(Items from a data source)
========================================================================

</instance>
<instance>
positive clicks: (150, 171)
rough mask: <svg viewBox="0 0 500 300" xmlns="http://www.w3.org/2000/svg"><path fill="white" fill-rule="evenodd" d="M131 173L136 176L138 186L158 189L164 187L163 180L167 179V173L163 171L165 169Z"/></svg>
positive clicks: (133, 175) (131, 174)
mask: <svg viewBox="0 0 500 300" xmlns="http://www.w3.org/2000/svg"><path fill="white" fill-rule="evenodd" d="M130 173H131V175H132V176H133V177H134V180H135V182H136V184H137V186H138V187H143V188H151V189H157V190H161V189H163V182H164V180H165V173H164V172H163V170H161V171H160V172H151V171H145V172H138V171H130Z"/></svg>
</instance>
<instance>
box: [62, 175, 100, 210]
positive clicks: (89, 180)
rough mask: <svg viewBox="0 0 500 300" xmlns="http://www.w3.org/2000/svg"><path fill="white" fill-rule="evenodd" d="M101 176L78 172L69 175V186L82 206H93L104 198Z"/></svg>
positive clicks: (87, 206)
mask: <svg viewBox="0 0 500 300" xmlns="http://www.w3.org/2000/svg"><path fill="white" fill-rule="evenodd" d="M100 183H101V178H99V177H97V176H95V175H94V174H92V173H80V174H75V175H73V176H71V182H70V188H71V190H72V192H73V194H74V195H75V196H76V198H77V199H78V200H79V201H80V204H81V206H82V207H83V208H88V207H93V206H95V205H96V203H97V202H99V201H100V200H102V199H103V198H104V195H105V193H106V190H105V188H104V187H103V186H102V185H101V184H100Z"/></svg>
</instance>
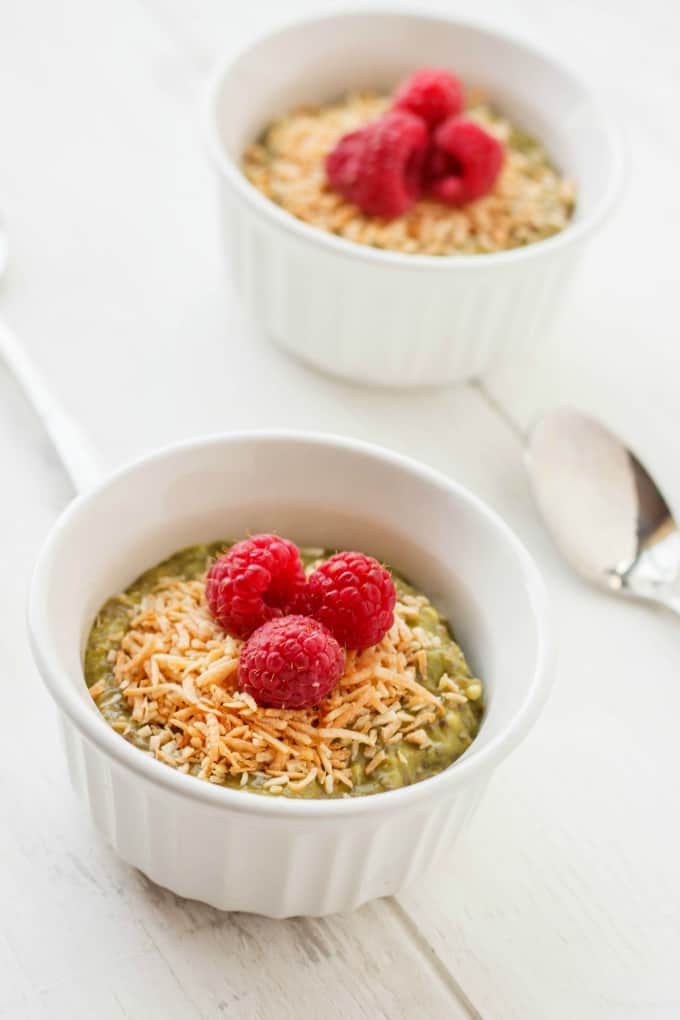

========================================================================

▶ **Work request**: Each line that holds the word "rough" should be extracted from the records.

▶ **Solution to this problem**:
rough mask: <svg viewBox="0 0 500 300" xmlns="http://www.w3.org/2000/svg"><path fill="white" fill-rule="evenodd" d="M131 173L136 176L138 186L158 189L164 187L163 180L167 179V173L163 171L165 169Z"/></svg>
rough mask: <svg viewBox="0 0 500 300" xmlns="http://www.w3.org/2000/svg"><path fill="white" fill-rule="evenodd" d="M101 176L78 172L69 175V186L82 206H93L104 198Z"/></svg>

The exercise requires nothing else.